*** DATA SUPPLIED Section Begins ***

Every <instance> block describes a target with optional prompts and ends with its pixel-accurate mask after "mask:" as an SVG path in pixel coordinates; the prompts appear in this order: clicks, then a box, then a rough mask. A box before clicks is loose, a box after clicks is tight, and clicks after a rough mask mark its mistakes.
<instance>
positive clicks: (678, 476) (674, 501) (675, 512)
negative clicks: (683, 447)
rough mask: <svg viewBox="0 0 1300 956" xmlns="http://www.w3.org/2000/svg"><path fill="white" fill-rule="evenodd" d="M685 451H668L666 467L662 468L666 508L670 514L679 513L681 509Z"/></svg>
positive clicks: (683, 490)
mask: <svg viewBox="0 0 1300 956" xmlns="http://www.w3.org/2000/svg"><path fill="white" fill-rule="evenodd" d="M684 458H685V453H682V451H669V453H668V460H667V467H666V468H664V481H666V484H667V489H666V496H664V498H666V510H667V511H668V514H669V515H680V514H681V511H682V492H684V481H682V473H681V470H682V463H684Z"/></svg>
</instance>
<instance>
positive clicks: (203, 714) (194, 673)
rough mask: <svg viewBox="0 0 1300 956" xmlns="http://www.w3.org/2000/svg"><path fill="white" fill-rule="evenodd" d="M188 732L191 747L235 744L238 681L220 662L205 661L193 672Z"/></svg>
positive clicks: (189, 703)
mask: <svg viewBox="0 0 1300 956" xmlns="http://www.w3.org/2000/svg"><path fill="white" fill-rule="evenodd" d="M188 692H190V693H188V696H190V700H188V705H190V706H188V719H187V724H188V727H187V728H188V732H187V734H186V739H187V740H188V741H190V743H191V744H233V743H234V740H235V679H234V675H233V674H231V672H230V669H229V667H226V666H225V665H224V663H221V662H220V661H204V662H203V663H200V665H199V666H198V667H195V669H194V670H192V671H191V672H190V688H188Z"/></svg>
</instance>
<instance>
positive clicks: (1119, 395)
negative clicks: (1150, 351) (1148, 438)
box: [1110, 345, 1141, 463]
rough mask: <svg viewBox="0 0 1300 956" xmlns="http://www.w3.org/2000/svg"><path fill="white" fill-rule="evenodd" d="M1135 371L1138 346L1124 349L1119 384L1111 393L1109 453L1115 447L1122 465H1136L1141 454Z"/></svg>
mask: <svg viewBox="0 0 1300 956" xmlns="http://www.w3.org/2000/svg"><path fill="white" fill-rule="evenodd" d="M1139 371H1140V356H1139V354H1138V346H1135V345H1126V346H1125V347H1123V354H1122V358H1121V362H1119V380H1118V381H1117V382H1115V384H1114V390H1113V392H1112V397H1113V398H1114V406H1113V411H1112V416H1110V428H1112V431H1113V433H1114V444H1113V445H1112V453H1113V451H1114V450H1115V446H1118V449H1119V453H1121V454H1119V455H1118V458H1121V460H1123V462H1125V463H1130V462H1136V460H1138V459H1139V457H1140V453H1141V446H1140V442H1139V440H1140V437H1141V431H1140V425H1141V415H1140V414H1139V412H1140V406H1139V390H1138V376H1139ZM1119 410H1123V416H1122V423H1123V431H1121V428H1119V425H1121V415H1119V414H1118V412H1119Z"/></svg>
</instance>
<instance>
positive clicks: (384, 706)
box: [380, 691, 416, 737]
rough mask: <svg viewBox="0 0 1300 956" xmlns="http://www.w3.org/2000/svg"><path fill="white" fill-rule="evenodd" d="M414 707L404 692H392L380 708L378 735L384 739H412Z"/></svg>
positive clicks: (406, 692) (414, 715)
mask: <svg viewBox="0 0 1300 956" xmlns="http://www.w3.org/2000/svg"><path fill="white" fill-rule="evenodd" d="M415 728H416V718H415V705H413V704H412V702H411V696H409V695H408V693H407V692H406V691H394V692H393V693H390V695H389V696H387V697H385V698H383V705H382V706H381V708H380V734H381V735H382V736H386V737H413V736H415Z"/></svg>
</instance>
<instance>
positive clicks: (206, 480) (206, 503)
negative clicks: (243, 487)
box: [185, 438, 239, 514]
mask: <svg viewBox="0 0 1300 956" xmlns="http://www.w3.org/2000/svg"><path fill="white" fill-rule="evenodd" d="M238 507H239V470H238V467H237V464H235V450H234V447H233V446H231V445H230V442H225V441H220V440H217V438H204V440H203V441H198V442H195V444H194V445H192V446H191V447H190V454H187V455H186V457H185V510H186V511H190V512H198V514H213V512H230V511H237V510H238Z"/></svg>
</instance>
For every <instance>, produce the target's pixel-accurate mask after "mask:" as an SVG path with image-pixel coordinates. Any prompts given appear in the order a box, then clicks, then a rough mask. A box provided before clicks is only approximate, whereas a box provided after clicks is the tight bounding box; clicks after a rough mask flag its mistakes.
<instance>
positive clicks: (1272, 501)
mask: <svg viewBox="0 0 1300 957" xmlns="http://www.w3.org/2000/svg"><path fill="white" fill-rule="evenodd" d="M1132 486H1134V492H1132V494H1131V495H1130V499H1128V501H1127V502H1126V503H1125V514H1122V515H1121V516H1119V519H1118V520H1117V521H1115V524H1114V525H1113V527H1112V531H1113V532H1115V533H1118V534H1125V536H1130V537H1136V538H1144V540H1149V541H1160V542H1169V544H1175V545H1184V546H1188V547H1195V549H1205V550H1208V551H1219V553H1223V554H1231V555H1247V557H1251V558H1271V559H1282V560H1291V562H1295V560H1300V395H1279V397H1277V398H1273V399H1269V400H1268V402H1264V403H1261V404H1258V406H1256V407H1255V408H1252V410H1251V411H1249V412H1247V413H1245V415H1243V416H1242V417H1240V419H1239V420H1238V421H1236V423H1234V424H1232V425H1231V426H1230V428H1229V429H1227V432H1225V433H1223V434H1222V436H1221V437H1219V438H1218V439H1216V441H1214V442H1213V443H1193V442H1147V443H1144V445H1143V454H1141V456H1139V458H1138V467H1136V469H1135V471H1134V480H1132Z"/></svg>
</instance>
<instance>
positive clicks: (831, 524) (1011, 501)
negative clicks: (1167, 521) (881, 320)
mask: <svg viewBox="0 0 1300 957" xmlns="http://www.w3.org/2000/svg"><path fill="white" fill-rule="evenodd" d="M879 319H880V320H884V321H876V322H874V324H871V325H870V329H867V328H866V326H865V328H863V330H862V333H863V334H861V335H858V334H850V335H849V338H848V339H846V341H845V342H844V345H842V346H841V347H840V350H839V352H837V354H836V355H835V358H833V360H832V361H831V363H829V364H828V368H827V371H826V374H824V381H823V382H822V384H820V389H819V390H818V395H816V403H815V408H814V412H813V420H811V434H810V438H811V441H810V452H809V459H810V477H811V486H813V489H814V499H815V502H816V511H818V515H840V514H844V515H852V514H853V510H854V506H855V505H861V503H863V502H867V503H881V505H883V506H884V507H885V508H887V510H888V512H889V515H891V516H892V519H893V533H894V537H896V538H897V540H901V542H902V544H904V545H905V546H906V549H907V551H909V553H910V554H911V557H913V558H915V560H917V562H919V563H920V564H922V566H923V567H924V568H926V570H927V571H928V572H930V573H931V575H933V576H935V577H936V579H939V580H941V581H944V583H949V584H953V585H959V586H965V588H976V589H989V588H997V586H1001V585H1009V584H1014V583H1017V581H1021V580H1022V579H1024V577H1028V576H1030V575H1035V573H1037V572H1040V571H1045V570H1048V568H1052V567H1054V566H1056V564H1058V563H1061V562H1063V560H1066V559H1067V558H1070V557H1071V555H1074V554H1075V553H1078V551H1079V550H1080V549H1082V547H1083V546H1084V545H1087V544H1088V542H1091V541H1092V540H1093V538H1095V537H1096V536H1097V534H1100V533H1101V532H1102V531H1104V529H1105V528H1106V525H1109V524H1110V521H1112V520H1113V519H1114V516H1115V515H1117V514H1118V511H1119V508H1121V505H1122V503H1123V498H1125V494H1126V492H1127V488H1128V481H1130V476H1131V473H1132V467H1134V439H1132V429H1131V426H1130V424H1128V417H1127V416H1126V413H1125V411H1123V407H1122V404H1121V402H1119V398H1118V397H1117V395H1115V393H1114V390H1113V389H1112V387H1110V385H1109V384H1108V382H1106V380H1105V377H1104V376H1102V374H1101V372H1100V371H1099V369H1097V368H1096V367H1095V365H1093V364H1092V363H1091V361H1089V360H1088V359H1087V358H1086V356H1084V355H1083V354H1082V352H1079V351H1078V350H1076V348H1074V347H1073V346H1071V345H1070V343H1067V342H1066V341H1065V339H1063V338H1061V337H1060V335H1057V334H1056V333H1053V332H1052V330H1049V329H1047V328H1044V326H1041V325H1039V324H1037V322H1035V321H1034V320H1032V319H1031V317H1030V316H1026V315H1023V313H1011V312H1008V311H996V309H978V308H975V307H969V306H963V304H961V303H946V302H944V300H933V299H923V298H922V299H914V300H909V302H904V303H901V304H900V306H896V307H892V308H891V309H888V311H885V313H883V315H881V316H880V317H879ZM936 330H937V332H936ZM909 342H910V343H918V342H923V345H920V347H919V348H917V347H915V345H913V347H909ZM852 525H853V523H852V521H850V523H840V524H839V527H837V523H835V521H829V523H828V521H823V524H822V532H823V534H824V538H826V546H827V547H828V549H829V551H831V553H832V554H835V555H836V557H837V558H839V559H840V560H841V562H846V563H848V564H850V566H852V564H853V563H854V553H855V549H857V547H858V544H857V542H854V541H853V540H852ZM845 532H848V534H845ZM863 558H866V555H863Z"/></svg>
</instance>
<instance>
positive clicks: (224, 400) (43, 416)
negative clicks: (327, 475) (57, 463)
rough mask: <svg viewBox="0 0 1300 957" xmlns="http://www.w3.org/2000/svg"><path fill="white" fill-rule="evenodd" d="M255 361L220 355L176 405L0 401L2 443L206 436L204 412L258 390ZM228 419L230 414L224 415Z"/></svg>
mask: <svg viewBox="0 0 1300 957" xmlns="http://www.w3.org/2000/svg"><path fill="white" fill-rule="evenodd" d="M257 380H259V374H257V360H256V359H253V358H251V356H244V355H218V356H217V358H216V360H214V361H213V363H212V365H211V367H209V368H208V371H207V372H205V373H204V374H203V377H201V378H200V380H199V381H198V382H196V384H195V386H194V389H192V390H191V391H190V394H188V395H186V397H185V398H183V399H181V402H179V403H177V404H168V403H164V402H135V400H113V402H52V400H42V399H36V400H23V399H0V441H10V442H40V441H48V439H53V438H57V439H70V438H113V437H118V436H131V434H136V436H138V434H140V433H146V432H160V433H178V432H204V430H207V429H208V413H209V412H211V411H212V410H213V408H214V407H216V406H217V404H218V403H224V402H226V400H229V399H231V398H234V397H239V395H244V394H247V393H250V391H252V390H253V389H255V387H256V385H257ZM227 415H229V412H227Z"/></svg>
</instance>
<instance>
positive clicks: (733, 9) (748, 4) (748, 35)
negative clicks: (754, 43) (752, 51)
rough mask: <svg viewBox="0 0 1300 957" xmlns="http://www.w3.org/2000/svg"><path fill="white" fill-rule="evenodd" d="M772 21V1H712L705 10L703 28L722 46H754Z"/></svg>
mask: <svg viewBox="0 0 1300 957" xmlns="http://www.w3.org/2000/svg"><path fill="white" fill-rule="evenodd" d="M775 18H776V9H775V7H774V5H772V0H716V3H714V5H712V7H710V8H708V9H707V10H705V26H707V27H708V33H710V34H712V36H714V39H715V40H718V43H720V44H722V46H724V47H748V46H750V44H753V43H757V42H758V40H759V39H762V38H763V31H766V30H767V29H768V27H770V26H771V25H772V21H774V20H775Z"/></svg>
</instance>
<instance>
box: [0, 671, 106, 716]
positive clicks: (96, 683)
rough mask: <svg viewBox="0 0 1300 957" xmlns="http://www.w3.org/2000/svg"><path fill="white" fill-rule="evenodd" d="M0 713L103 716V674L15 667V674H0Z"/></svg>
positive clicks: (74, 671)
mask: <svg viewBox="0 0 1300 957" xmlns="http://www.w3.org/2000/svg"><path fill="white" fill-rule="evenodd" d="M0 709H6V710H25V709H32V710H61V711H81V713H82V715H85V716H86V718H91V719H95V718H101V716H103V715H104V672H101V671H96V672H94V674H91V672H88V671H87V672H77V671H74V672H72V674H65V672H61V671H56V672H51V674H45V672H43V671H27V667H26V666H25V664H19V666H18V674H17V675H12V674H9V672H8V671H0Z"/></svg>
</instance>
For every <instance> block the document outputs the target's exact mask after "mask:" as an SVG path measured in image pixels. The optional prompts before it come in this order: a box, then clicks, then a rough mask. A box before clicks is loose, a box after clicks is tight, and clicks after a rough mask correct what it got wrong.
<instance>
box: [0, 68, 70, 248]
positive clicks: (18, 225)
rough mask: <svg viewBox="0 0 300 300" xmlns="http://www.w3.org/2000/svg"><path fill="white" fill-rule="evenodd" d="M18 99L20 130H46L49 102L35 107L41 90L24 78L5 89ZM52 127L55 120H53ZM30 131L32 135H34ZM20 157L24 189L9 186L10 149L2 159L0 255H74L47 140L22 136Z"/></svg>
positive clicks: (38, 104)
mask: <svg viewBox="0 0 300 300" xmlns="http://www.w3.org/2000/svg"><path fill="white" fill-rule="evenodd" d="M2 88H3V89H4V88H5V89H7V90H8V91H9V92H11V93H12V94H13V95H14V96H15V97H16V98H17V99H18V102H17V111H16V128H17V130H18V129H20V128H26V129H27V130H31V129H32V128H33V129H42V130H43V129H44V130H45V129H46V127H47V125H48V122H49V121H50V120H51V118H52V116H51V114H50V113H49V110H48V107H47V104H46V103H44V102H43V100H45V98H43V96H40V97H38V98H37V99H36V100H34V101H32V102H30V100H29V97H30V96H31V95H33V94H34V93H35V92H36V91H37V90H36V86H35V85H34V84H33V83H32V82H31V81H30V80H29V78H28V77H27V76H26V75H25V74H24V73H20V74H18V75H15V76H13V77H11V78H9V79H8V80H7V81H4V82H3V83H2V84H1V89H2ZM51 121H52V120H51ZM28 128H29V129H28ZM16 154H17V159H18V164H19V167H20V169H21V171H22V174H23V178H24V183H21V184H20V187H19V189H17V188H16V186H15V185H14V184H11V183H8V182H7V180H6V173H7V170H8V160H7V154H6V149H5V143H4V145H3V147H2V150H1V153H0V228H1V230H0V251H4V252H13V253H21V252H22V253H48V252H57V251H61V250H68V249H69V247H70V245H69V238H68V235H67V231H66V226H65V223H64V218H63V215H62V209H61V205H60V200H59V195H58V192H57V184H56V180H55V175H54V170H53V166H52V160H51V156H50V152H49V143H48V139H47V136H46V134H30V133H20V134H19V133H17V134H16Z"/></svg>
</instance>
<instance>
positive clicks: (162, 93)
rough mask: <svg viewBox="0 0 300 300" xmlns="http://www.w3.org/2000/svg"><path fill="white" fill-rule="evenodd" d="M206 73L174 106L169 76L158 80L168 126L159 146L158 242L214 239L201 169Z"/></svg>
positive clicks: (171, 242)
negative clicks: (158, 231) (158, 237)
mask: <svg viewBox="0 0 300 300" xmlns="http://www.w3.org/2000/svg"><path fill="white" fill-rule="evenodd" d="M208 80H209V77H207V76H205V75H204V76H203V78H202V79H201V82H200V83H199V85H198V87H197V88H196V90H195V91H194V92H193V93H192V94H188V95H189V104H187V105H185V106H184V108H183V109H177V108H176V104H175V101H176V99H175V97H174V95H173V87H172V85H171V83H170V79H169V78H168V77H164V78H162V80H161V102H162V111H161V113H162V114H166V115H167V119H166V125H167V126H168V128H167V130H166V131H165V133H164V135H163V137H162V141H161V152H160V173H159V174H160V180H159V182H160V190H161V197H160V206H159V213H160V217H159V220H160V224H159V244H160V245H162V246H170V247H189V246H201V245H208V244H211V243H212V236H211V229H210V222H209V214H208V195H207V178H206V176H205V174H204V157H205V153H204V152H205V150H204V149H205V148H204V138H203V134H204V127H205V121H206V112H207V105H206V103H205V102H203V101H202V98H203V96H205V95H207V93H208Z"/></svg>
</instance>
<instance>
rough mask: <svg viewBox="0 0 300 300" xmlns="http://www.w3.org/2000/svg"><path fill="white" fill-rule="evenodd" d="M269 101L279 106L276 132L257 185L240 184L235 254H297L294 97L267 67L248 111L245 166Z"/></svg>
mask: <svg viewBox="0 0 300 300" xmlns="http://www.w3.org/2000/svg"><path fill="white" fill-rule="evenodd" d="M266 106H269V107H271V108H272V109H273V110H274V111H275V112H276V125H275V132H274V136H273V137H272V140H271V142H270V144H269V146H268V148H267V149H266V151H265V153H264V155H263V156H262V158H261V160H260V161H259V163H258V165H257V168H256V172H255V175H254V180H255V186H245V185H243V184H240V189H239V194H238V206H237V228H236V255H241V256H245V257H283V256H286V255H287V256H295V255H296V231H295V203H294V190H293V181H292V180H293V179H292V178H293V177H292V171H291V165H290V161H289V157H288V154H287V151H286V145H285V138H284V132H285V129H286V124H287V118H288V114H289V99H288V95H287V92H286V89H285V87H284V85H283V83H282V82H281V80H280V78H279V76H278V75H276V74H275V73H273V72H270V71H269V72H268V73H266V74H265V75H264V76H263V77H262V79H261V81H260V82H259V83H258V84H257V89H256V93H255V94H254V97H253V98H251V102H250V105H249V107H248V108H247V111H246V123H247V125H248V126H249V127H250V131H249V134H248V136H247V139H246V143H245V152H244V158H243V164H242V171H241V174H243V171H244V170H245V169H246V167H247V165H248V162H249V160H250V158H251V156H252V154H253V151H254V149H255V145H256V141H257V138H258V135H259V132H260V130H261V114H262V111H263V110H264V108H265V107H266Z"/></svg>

*** DATA SUPPLIED Section Ends ***

[THE PROBLEM]: The lines above from the one with "positive clicks: (678, 476)" through the one with "box: [1110, 345, 1141, 463]" are to be duplicated exactly, ends included, with nothing added.

[SOLUTION]:
positive clicks: (678, 476) (674, 501) (675, 512)
negative clicks: (683, 447)
rough mask: <svg viewBox="0 0 1300 956" xmlns="http://www.w3.org/2000/svg"><path fill="white" fill-rule="evenodd" d="M685 451H668L666 467L662 468L666 508L670 514L679 513L681 509Z"/></svg>
positive clicks: (683, 490)
mask: <svg viewBox="0 0 1300 956" xmlns="http://www.w3.org/2000/svg"><path fill="white" fill-rule="evenodd" d="M684 458H685V453H682V451H669V453H668V460H667V467H666V468H664V481H666V484H667V489H666V496H664V498H666V510H667V511H668V514H669V515H680V514H681V511H682V492H684V481H682V473H681V470H682V463H684Z"/></svg>
</instance>
<instance>
positive clicks: (203, 714) (194, 673)
rough mask: <svg viewBox="0 0 1300 956" xmlns="http://www.w3.org/2000/svg"><path fill="white" fill-rule="evenodd" d="M188 732L191 747L235 744L238 681L220 662L205 661L193 672Z"/></svg>
positive clicks: (189, 703)
mask: <svg viewBox="0 0 1300 956" xmlns="http://www.w3.org/2000/svg"><path fill="white" fill-rule="evenodd" d="M188 692H190V693H188V696H190V700H188V705H190V706H188V719H187V724H188V727H187V728H188V732H187V734H186V739H187V740H188V741H190V743H191V744H233V743H234V740H235V679H234V675H233V674H231V672H230V669H229V667H226V666H225V665H224V663H221V662H220V661H204V662H203V663H200V665H199V666H198V667H195V669H194V670H192V671H191V672H190V688H188Z"/></svg>
</instance>
<instance>
positive clicks: (1119, 395)
negative clicks: (1150, 351) (1148, 438)
box: [1110, 345, 1141, 463]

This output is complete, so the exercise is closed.